Objectif A: Dans le texte fourni, relevez tous les aspects de l'apparence des candidats mentionnés à propos des argumentaires structurés.

═══ Texte fourni

Il est entendu depuis longtemps que le mécanisme institutionnel propre à l’élection présidentielle favorise un choix entre individus. Ces personnalités – femmes ou hommes – n’en portent pas moins l’identité collective des formations dont elles sont issues ou, en cas d’absence de passé militant ou électif – à l’exemple d’Emmanuel Macron en 2017 – la marque du patron qui leur mit le pied à l’étrier. Les candidats, sauf les plus farfelus, ne viennent pas de nulle part. Un bon exercice pour les politologues d’hier et d’aujourd’hui, consiste donc à distinguer chez les postulants leurs propres idées de celles de leurs amis, camarades et compagnons. L’ exercice semble cependant de plus en plus vain. Pour trois raisons au moins.
La première tient au fait que l’on s’intéresse de moins en moins aux programmes. Sans aller jusqu’à dire que la couleur des yeux, la coiffure ou la coupe des costumes comptent plus que les argumentaires structurés, il est tout de même permis d’affirmer que la « petite musique » qui émane de chaque candidat n’a pas grand chose de rationnel. Il s’agit surtout de réussir (ou non) à instaurer un rapport de séduction avec les électrices et les électeurs et l’on sait que celui-ci ne passe pas forcement par les mots.

══════
═══ Données de travail

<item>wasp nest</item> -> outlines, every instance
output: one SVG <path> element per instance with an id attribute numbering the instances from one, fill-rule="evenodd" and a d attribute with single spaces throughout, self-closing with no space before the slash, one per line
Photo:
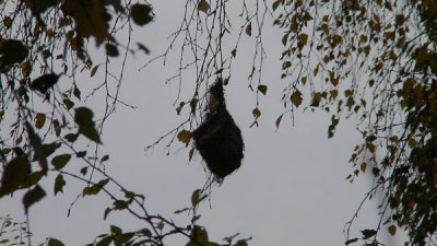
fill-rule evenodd
<path id="1" fill-rule="evenodd" d="M 245 144 L 241 131 L 226 109 L 223 82 L 218 79 L 209 90 L 204 121 L 192 132 L 196 149 L 217 180 L 241 165 Z"/>

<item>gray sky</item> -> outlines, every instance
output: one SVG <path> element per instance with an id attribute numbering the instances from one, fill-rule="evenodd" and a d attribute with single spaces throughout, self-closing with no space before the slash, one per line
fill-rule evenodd
<path id="1" fill-rule="evenodd" d="M 139 55 L 129 60 L 120 98 L 138 109 L 118 108 L 105 127 L 101 153 L 110 154 L 106 165 L 108 174 L 127 188 L 145 195 L 145 206 L 151 213 L 188 224 L 190 216 L 173 212 L 188 207 L 191 192 L 203 186 L 205 174 L 201 156 L 197 154 L 189 163 L 189 149 L 178 142 L 168 156 L 163 150 L 164 144 L 147 153 L 143 151 L 145 145 L 184 119 L 176 115 L 172 105 L 177 95 L 177 83 L 164 84 L 175 72 L 172 63 L 166 68 L 156 63 L 138 71 L 147 59 L 166 48 L 166 37 L 179 25 L 184 1 L 168 2 L 154 1 L 155 22 L 134 31 L 139 35 L 135 38 L 146 44 L 152 55 Z M 247 87 L 252 47 L 249 38 L 244 37 L 233 79 L 225 90 L 228 110 L 243 131 L 245 159 L 241 167 L 226 177 L 221 187 L 213 187 L 211 208 L 208 202 L 201 204 L 199 224 L 206 226 L 210 237 L 215 241 L 239 232 L 243 237 L 252 236 L 250 245 L 255 246 L 344 245 L 344 224 L 369 186 L 368 178 L 358 178 L 352 185 L 345 180 L 353 171 L 349 159 L 359 141 L 358 132 L 353 120 L 341 121 L 336 137 L 327 140 L 329 116 L 310 110 L 302 113 L 302 108 L 296 112 L 294 126 L 284 116 L 275 131 L 275 119 L 283 112 L 281 91 L 287 81 L 280 80 L 281 32 L 269 22 L 264 27 L 268 62 L 263 81 L 269 89 L 268 94 L 260 97 L 260 127 L 249 128 L 256 101 Z M 97 75 L 102 74 L 102 71 L 97 72 Z M 186 91 L 181 98 L 188 99 L 192 83 L 184 86 Z M 102 105 L 88 103 L 87 106 L 97 113 Z M 69 165 L 75 164 L 79 165 L 73 162 Z M 126 230 L 143 226 L 123 212 L 111 213 L 103 221 L 104 210 L 109 204 L 103 196 L 80 199 L 67 218 L 70 203 L 83 186 L 67 179 L 64 194 L 52 198 L 54 177 L 44 184 L 48 198 L 31 209 L 35 245 L 47 236 L 59 238 L 67 245 L 84 245 L 94 236 L 107 233 L 110 224 L 123 225 Z M 11 213 L 19 221 L 24 220 L 21 195 L 0 200 L 2 213 Z M 375 203 L 369 202 L 368 207 L 358 218 L 352 236 L 361 235 L 358 229 L 375 226 Z M 184 245 L 185 242 L 185 238 L 170 241 L 172 245 Z"/>

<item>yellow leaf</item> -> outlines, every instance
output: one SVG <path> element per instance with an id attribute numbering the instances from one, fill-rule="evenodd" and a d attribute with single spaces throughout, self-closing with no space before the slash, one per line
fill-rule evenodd
<path id="1" fill-rule="evenodd" d="M 367 163 L 363 162 L 359 168 L 362 169 L 363 173 L 366 173 Z"/>
<path id="2" fill-rule="evenodd" d="M 390 225 L 390 227 L 389 227 L 389 233 L 390 233 L 392 236 L 394 236 L 395 231 L 397 231 L 395 225 Z"/>
<path id="3" fill-rule="evenodd" d="M 188 161 L 191 161 L 193 154 L 194 154 L 194 148 L 190 150 L 190 153 L 188 154 Z"/>
<path id="4" fill-rule="evenodd" d="M 284 114 L 282 114 L 280 117 L 277 117 L 276 119 L 276 128 L 280 127 L 281 120 L 282 120 L 282 116 L 284 116 Z"/>
<path id="5" fill-rule="evenodd" d="M 94 74 L 97 72 L 98 66 L 99 66 L 99 65 L 94 66 L 94 68 L 91 70 L 90 77 L 94 77 Z"/>
<path id="6" fill-rule="evenodd" d="M 21 65 L 21 73 L 23 77 L 28 77 L 32 72 L 32 65 L 31 61 L 25 61 Z"/>
<path id="7" fill-rule="evenodd" d="M 246 34 L 247 34 L 248 36 L 251 36 L 251 35 L 252 35 L 252 24 L 251 24 L 251 23 L 249 23 L 249 24 L 246 26 Z"/>
<path id="8" fill-rule="evenodd" d="M 197 106 L 198 106 L 198 99 L 197 98 L 192 98 L 190 102 L 190 106 L 191 106 L 191 110 L 194 112 Z"/>
<path id="9" fill-rule="evenodd" d="M 208 3 L 205 0 L 201 0 L 198 5 L 198 10 L 208 13 L 208 10 L 210 9 L 210 3 Z"/>
<path id="10" fill-rule="evenodd" d="M 35 117 L 35 127 L 37 129 L 42 129 L 45 122 L 46 122 L 46 115 L 37 114 Z"/>
<path id="11" fill-rule="evenodd" d="M 308 34 L 305 33 L 300 34 L 298 40 L 302 45 L 306 45 L 308 42 Z"/>
<path id="12" fill-rule="evenodd" d="M 409 147 L 415 148 L 417 145 L 417 141 L 414 138 L 409 138 Z"/>
<path id="13" fill-rule="evenodd" d="M 253 108 L 252 114 L 256 118 L 259 118 L 261 116 L 261 110 L 258 107 L 256 107 Z"/>
<path id="14" fill-rule="evenodd" d="M 191 139 L 191 132 L 189 132 L 187 130 L 181 130 L 177 134 L 177 138 L 179 141 L 181 141 L 182 143 L 188 145 L 188 143 L 190 143 L 190 139 Z"/>
<path id="15" fill-rule="evenodd" d="M 298 107 L 302 104 L 302 93 L 299 92 L 299 90 L 296 90 L 295 92 L 293 92 L 292 94 L 292 103 L 294 104 L 294 106 Z"/>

══════

Objectif B: Modifiez le passage des enregistrements qui va de la ligne contenant « <item>yellow leaf</item> -> » jusqu'à la ligne contenant « 253 108 L 252 », toutes deux incluses, en remplaçant « yellow leaf » par « dry leaf » sans rien changer d'autre, et ne donnez que ces lignes.

Réponse correcte A: la couleur des yeux ; la coiffure ; la coupe des costumes

Réponse correcte B:
<item>dry leaf</item> -> outlines, every instance
output: one SVG <path> element per instance with an id attribute numbering the instances from one, fill-rule="evenodd" and a d attribute with single spaces throughout, self-closing with no space before the slash, one per line
fill-rule evenodd
<path id="1" fill-rule="evenodd" d="M 367 163 L 363 162 L 359 168 L 362 169 L 363 173 L 366 173 Z"/>
<path id="2" fill-rule="evenodd" d="M 390 225 L 390 227 L 389 227 L 389 233 L 390 233 L 392 236 L 394 236 L 395 231 L 397 231 L 395 225 Z"/>
<path id="3" fill-rule="evenodd" d="M 188 161 L 191 161 L 193 154 L 194 154 L 194 148 L 190 150 L 190 153 L 188 154 Z"/>
<path id="4" fill-rule="evenodd" d="M 284 114 L 282 114 L 280 117 L 277 117 L 276 119 L 276 128 L 280 127 L 281 120 L 282 120 L 282 116 L 284 116 Z"/>
<path id="5" fill-rule="evenodd" d="M 94 74 L 97 72 L 98 66 L 99 66 L 99 65 L 94 66 L 94 68 L 91 70 L 90 77 L 94 77 Z"/>
<path id="6" fill-rule="evenodd" d="M 21 65 L 21 73 L 23 77 L 28 77 L 32 72 L 32 65 L 31 61 L 25 61 Z"/>
<path id="7" fill-rule="evenodd" d="M 246 34 L 247 34 L 248 36 L 251 36 L 251 35 L 252 35 L 252 24 L 251 24 L 251 23 L 249 23 L 249 24 L 246 26 Z"/>
<path id="8" fill-rule="evenodd" d="M 197 106 L 198 106 L 198 99 L 197 98 L 192 98 L 190 102 L 190 106 L 191 106 L 191 110 L 194 112 Z"/>
<path id="9" fill-rule="evenodd" d="M 208 3 L 205 0 L 201 0 L 198 5 L 198 10 L 208 13 L 208 10 L 210 9 L 210 3 Z"/>
<path id="10" fill-rule="evenodd" d="M 35 117 L 35 127 L 37 129 L 42 129 L 45 122 L 46 122 L 46 115 L 37 114 Z"/>
<path id="11" fill-rule="evenodd" d="M 308 34 L 305 33 L 300 34 L 298 40 L 302 45 L 306 45 L 308 42 Z"/>
<path id="12" fill-rule="evenodd" d="M 409 147 L 415 148 L 417 145 L 417 141 L 414 138 L 409 138 Z"/>
<path id="13" fill-rule="evenodd" d="M 253 108 L 252 114 L 256 118 L 259 118 L 261 116 L 261 110 L 258 107 L 256 107 Z"/>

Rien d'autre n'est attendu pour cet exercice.